No Brasil, atualmente,
discute-se a proposta de redução da maioridade penal para indivíduos de 16
anos. Há espíritas favoráveis e contrários. É plenamente compreensível haver
divergências de opiniões em leis humanas e transitórias.
A maioridade, seja penal ou
civil, é uma convenção adotada em cada país, com variações entre os mesmos.
Cada indivíduo age de acordo com a sua maturidade e, se alguns ainda agem em
detrimento de um grupo ou sociedade, ele deve ter a oportunidade de ser educado
e não prejudicar ainda mais a própria sociedade que o acolhe, ainda que tenha
que ficar recluso.

- **Material apresentado**

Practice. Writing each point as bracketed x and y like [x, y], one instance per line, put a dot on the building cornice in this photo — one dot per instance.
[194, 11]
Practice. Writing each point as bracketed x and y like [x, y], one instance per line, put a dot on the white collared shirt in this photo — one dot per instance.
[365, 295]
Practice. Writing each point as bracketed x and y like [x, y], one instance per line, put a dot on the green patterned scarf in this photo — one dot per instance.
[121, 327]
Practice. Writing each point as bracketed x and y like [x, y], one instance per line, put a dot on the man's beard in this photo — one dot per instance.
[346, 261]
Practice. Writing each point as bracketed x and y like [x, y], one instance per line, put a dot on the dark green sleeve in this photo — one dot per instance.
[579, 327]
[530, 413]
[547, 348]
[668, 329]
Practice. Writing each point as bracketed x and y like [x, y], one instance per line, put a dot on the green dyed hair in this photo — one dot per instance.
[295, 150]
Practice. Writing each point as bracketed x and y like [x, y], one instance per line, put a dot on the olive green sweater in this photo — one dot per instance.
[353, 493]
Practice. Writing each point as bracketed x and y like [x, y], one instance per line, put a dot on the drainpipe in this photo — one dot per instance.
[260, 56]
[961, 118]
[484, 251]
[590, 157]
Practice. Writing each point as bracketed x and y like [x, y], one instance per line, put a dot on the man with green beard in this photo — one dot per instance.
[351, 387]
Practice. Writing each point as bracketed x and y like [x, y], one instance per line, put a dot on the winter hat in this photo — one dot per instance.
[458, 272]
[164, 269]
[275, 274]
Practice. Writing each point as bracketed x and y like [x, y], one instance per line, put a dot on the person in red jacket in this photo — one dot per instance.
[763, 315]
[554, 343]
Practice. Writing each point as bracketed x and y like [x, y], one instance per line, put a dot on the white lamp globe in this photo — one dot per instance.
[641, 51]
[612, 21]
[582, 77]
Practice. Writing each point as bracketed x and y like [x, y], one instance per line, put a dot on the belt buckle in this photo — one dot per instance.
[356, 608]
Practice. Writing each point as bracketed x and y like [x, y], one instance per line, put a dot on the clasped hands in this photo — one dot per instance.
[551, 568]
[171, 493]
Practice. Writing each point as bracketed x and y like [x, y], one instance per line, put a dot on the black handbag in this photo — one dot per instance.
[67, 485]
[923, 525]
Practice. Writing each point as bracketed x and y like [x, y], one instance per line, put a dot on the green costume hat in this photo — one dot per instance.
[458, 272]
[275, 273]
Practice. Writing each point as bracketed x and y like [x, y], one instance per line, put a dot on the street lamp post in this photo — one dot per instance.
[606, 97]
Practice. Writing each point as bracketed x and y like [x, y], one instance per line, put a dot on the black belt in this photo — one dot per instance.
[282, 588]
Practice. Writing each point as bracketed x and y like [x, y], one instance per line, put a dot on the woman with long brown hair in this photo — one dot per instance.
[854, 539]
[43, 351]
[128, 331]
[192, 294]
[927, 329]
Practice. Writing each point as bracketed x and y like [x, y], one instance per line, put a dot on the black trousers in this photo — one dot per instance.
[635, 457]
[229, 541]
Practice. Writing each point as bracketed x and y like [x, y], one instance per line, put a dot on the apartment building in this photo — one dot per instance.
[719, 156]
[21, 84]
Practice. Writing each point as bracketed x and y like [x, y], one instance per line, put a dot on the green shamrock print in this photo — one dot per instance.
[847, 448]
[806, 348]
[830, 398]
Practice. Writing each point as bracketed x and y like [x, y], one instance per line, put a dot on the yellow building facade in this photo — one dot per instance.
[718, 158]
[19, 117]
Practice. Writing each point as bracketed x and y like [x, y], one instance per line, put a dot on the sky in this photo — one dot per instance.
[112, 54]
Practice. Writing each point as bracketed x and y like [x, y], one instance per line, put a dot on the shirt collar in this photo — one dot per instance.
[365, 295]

- **Objetivo declarado 1**
De acordo com o trecho sobre a maioridade penal, para indivíduos de qual idade se discute no Brasil a redução da maioridade penal?
- **Objetivo declarado 2**
Transcreva do trecho sobre a maioridade penal a parte que começa com as palavras que contêm "Cada indivíduo age" e termina com "que ficar recluso.".
- **Objetivo declarado 3**
Diga se cada afirmação abaixo concorda com o trecho sobre a maioridade penal. Responda sim ou não e cite as palavras do trecho que decidem a resposta.
(a) Todos os espíritas são favoráveis à redução da maioridade penal.
(b) A maioridade é uma convenção adotada em cada país.
(c) O indivíduo que age em detrimento da sociedade deve ter a oportunidade de ser educado.
As linhas apresentadas formam um material à parte, sem relação com o trecho.

- **Resultado final 1**
Para indivíduos de 16 anos.

- **Resultado final 2**
Cada indivíduo age de acordo com a sua maturidade e, se alguns ainda agem em
detrimento de um grupo ou sociedade, ele deve ter a oportunidade de ser educado
e não prejudicar ainda mais a própria sociedade que o acolhe, ainda que tenha
que ficar recluso.

- **Resultado final 3**
(a) Não: "Há espíritas favoráveis e contrários."
(b) Sim: "é uma convenção adotada em cada país, com variações entre os mesmos."
(c) Sim: "ele deve ter a oportunidade de ser educado"